## What the task asks
Copy out each of the records below without changing a single character.

Start of Input rows

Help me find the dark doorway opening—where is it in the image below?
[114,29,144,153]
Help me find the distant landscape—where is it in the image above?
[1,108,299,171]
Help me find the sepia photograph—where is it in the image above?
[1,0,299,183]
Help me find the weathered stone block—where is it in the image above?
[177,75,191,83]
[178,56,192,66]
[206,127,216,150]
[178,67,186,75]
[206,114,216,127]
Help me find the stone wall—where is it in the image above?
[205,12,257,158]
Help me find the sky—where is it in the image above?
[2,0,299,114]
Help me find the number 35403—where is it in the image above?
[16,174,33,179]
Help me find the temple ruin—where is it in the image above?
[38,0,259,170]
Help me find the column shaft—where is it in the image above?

End of Input rows

## Final result
Help me find the dark doorway opening—where is it in the image below?
[114,29,144,153]
Help me find the distant landscape—where is it in the image above?
[1,108,299,171]
Help me find the sepia photograph—where is it in the image above?
[1,0,299,183]
Help me find the weathered stone block—where is it in the image above?
[177,75,191,83]
[178,56,192,66]
[206,127,216,150]
[178,67,186,75]
[206,114,216,127]
Help me find the stone wall—where is it in the image above?
[205,12,257,158]
Help me find the sky—where is it in the image above?
[2,0,299,114]
Help me find the number 35403—where is it in the image above?
[16,174,33,179]
Help me find the temple ruin—where is it in the image above?
[38,0,259,170]
Help me find the column shaft—where is it in the image above?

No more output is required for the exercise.